** Dokumen Sumber **
········

Teko dan Manusia

Posted by Nasyithun Izzah Kamis, 22 November 2012 0 komentar


Manusia tak ubahnya seperti sebuah teko. Saat teko dituang maka ia akan mengeluarkan isi yang ada di dalamnya. Bila berisi susu maka dari corong teko keluar susu, bila isinya teh maka yang keluar juga teh. Tak pernah ditemukan teko berisi teh tapi yang keluar malah kopi.
Manusia juga mempunyai ‘corong’ yang dari ‘corong’ itu keluar isi yang mewakili diri, corong itu bernama mulut. Mulut dibantu dengan lidah sejatinya adalah cerminan diri pribadi. Bila ingin menilai seseorang maka perhatikanlah apa yang ia katakan.
Seorang yang suka berburuk sangka maka ia akan suka mengeluh, menyalahkan orang lain, dan menggerutu. Orang yang sombong senantiasa memandang rendah orang lain, menghina, melecehkan, dan berkata yang menyakitkan. Sebaliknya orang berhati sabar tidak mudah terpancing emosinya, bersikap tenang, dan senantiasa berkata kebaikan.
Meski kadang orang juga bisa berpura-pura. Meliukkan lidah, memutar otak merangkai kata yang tidak sesuai dengan apa yang dipikirkan. Namun, itu hanya sementara saat tujuannya sedang didepan mata, bila sudah kembali pada teman-temannya atau kembali pada lingkungan asal maka terbongkarlah semua kepalsuan.
Mari luangkan waktu sejenak untuk  mereka-reka seperti apa orang di sekitar kita. Ini bukan dalam rangka berprasangka atau men-judge orang lain, tapi sekedar sebagai cerminan diri, bagaimanakah kita di mata orang lain?

········

** Data yang Diberikan **

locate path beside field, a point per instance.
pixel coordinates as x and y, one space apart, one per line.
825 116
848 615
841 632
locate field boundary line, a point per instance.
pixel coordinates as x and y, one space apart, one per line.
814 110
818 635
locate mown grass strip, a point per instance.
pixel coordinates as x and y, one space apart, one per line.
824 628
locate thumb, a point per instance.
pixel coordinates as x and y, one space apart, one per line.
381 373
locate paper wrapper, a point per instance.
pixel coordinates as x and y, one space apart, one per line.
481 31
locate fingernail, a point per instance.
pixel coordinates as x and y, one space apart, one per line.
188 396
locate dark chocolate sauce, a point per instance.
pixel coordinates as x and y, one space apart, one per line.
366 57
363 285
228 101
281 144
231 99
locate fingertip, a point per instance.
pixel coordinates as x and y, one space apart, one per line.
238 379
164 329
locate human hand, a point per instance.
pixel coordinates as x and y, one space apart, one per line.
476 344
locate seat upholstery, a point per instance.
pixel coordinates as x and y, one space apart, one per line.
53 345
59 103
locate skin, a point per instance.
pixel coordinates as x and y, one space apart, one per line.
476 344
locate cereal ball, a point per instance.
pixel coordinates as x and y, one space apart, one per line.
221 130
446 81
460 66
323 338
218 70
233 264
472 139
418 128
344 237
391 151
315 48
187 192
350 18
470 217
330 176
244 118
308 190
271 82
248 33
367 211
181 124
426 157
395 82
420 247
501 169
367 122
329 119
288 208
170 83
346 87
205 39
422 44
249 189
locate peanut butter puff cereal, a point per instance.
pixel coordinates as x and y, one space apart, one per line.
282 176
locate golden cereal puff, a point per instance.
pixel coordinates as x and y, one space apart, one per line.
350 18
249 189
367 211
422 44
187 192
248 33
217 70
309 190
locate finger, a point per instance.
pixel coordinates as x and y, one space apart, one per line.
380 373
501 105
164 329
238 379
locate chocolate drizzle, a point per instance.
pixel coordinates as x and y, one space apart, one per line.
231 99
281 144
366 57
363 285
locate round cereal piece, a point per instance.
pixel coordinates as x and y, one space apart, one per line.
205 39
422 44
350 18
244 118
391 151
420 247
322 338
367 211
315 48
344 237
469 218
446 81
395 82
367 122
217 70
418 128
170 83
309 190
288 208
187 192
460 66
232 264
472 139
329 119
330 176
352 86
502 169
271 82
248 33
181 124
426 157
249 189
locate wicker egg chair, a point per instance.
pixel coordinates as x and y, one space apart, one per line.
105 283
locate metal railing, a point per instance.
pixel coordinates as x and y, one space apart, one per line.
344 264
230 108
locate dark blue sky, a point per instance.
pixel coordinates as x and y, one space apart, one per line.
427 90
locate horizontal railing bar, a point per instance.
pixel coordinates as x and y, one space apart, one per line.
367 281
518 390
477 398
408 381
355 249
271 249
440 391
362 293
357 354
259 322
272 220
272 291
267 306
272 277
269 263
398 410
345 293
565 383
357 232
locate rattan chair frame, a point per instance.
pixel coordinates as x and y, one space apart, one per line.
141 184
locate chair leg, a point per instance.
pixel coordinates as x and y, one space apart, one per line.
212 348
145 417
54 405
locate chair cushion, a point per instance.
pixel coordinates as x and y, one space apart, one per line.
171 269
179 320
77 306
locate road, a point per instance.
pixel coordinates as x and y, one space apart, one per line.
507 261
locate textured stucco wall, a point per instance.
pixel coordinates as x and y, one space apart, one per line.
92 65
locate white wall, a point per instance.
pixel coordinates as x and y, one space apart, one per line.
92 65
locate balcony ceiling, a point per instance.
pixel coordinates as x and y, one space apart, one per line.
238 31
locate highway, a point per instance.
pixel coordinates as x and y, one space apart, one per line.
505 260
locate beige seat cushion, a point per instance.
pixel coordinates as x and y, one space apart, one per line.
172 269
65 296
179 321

········

** Latihan Singkat 1 **
Sebutkan semua perilaku orang sombong yang disebutkan dalam tulisan tentang teko dan manusia.
** Latihan Singkat 2 **
Lanjutkan tulisan tentang teko dan manusia mulai dari setelah kalimat terakhirnya.

** Jawaban 1 **
memandang rendah orang lain, menghina, melecehkan, berkata yang menyakitkan

** Jawaban 2 **
Seseorang tampak sifat aslinya saat berada diantara orang-orang terdekatnya entah itu keluarga, sahabat atau pasangan. Karena pada saat itu seseorang merasa nyaman untuk bersikap apa adanya, mengeluarkan sifat-sifat yang mungkin memalukan bila ditampakkan di hadapan orang lain. Perasaan aman akibat adanya ikatan membuat perasaan takut ditinggalkan bila bersikap ‘buruk’ menjadi hilang. Misalnya Anda termasuk orang yang jarang mandi, tapi saat menghadiri acara pernikahan maka Anda tidak akan pergi dengan muka kusut dan badan yang bau. Anda akan berpakaian rapi, memakai minyak wangi pokoknya kerenlah. Tapi saat kembali ke rumah berkumpul dengan orang tua, suami, istri, atau anak pakaian rapi dan badan wangi hilang entah kemana.
Begitupun saat berhadapan dengan orang yang baru dikenal tidak mungkin Anda langsung mengajaknya merumpi atau bergosip, jadi dia tidak akan tahu kalau sebenarnya Anda adalah orang yang sering menonton acara infotainment. J
Interaksi yang berlangsung lama dengan seseorang lambat laun akan membuat kita mengerti bagaimana sifat orang itu sebenarnya. Selain dari perilaku, kata-kata adalah hal yang paling mencolok dalam menilai kepribadian. Orang yang berpribadi santun, berakhlak baik tidak akan mudah menghina atau mengumpat. Sedangkan orang yang sedikit-sedikit mencela, sering menyumpahi orang lain, berkata kotor atau jorok tentu tidak bisa dibilang orang yang baik, kan?
Ada orang yang punya hobi mengkritik orang lain, ada yang gemar berbohong, namun ada juga yang bila berbicara kata-katanya begitu menyejukkan dan menenangkan hati.
Contoh paling nyata dan mudah untuk menilai pribadi seseorang adalah ketika ia menjadi orang tua. Lihatlah bagaimana dia berbicara pada anak-anaknya. Apakah sarat perintah dan larangan atau penuh kesabaran dan ketelatenan? Orang tua yang berhati sabar dan dipenuhi kebaikan tidak akan mudah memarahi anak, gampang melabeli anak dengan sebutan ‘anak nakal, anak pemalas, anak tidak bisa di atur’, atau menghina dan meremehkan kemampuan anak.
Dalam tataran kehidupan sosial kepribadian bisa ditilik dari apa yang dikatakan dihadapan orang. Apakah mengandung kebaikan atau hanya berbusa-busa tapi tiada makna? Semakin banyak yang dikatakan (apalagi bila tidak penting) maka semakin menunjukkan kualitas pribadinya.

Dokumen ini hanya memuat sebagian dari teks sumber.